3tb Airport time capsule

Discussion in 'Mac OS X Server, Xserve, and Networking' started by jasonmurphy, Feb 15, 2017.

  1. jasonmurphy macrumors newbie

    Joined:
    Feb 15, 2017
    Location:
    Ireland
    #1
    Hi Folks. Absolute noob here. If I'm breaking a rule or posting in the wrong place, apologies and feel free to steer (push) me in the right direction. I set up my ATC at home, direct to the router and everything connects perfect and works seamlessly. Bit tricky, but these forums got me through it.
    At work the router is buried where I cannot have access to it. I was wondering can I plug it into a wall socket that has ethernet port and create a wifi hotspot. The school has no wifi at present and only 4 computers so in 2017... I am queuing to send/receive emails/ find sources for the kids.

    Any help would be greatly appreciated

    Jay
     
  2. Mr_Brightside_@ macrumors 68020

    Mr_Brightside_@

    Joined:
    Sep 23, 2005
    Location:
    The 6ix
    #2
    You can try, if the port is active it should work fine. If you have any IT infrastructure there, it would be worth reporting to them however.

● **Extracted material**:

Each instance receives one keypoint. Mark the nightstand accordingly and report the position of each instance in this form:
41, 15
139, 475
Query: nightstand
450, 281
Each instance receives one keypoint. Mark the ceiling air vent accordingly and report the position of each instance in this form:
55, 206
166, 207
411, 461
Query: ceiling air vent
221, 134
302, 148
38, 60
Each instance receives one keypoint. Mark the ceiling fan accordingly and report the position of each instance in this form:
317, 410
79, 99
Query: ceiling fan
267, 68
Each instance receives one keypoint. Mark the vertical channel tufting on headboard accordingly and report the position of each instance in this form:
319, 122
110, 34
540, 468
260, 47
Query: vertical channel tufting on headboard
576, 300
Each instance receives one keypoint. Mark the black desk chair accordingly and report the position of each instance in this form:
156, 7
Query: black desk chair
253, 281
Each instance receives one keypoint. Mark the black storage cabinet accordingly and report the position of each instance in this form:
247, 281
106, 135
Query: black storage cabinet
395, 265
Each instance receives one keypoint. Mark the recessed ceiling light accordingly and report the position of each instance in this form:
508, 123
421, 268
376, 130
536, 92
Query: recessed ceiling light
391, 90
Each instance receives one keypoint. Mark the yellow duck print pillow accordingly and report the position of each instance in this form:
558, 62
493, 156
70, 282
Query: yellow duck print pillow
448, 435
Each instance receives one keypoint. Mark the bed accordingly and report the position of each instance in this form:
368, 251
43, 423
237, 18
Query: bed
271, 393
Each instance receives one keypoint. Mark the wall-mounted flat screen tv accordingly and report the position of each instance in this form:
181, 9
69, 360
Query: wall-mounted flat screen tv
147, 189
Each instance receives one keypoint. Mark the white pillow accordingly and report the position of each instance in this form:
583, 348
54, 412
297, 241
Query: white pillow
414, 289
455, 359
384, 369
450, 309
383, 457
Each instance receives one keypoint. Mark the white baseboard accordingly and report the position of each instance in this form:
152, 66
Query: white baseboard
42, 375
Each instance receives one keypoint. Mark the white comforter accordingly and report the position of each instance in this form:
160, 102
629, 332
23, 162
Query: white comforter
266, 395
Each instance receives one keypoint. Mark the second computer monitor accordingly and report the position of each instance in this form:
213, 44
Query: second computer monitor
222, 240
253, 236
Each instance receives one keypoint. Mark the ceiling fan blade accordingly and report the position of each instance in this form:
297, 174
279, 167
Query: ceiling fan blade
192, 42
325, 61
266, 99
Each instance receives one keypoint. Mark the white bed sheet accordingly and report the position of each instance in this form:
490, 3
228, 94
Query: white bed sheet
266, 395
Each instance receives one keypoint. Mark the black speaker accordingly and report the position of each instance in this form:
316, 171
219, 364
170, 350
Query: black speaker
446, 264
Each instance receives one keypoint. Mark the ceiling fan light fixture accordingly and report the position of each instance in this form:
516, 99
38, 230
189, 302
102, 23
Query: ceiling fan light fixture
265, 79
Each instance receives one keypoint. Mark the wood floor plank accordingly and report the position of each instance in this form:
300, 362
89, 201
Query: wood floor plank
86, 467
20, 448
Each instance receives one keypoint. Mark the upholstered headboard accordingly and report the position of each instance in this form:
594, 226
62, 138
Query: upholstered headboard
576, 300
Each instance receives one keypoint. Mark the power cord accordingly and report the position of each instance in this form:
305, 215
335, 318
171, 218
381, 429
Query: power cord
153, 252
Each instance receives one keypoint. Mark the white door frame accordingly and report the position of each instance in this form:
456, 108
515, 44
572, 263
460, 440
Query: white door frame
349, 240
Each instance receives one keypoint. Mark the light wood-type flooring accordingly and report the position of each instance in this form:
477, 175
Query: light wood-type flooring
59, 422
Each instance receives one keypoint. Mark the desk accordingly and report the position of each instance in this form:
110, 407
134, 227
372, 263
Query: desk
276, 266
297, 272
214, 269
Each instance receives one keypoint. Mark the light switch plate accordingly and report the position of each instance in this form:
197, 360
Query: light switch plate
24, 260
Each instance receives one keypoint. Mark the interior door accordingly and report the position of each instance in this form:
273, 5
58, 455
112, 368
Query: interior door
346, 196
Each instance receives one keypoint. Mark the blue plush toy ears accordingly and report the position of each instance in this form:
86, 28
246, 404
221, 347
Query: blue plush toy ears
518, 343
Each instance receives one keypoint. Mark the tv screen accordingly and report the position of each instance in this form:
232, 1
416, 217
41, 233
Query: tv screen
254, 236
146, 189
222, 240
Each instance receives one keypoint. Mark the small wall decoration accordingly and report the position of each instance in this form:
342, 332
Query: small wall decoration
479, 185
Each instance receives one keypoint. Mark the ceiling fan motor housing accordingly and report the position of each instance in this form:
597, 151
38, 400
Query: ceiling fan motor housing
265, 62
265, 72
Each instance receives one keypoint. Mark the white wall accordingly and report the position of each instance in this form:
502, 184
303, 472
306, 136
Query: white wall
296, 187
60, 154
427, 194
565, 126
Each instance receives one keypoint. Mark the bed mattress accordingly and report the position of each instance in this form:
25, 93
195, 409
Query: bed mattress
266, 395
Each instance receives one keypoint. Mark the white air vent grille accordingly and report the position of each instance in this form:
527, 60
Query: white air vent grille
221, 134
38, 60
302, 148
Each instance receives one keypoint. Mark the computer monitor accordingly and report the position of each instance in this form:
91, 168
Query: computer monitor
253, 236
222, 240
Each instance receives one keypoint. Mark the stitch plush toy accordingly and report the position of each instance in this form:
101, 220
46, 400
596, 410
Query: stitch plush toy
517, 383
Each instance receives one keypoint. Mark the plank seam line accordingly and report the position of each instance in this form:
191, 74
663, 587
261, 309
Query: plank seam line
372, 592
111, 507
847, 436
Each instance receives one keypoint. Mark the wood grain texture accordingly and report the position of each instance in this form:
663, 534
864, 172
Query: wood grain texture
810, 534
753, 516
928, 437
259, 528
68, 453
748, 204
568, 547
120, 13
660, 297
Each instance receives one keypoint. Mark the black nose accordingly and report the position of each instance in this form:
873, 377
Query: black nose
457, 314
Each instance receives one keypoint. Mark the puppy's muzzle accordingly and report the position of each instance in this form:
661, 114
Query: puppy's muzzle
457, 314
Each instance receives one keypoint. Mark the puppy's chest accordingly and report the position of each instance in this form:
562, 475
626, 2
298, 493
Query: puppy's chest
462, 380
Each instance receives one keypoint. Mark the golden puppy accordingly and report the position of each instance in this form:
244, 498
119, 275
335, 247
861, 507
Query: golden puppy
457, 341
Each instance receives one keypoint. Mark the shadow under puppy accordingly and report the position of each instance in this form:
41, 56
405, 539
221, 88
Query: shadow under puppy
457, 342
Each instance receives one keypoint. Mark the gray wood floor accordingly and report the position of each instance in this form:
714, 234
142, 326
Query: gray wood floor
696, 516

● **Work instructions**:
Copy out the forum discussion about the 3TB AirPort Time Capsule in full, reproducing every line word for word.

● **Task solution**:
3tb Airport time capsule

Discussion in 'Mac OS X Server, Xserve, and Networking' started by jasonmurphy, Feb 15, 2017.

  1. jasonmurphy macrumors newbie

    Joined:
    Feb 15, 2017
    Location:
    Ireland
    #1
    Hi Folks. Absolute noob here. If I'm breaking a rule or posting in the wrong place, apologies and feel free to steer (push) me in the right direction. I set up my ATC at home, direct to the router and everything connects perfect and works seamlessly. Bit tricky, but these forums got me through it.
    At work the router is buried where I cannot have access to it. I was wondering can I plug it into a wall socket that has ethernet port and create a wifi hotspot. The school has no wifi at present and only 4 computers so in 2017... I am queuing to send/receive emails/ find sources for the kids.

    Any help would be greatly appreciated

    Jay
     
  2. Mr_Brightside_@ macrumors 68020

    Mr_Brightside_@

    Joined:
    Sep 23, 2005
    Location:
    The 6ix
    #2
    You can try, if the port is active it should work fine. If you have any IT infrastructure there, it would be worth reporting to them however.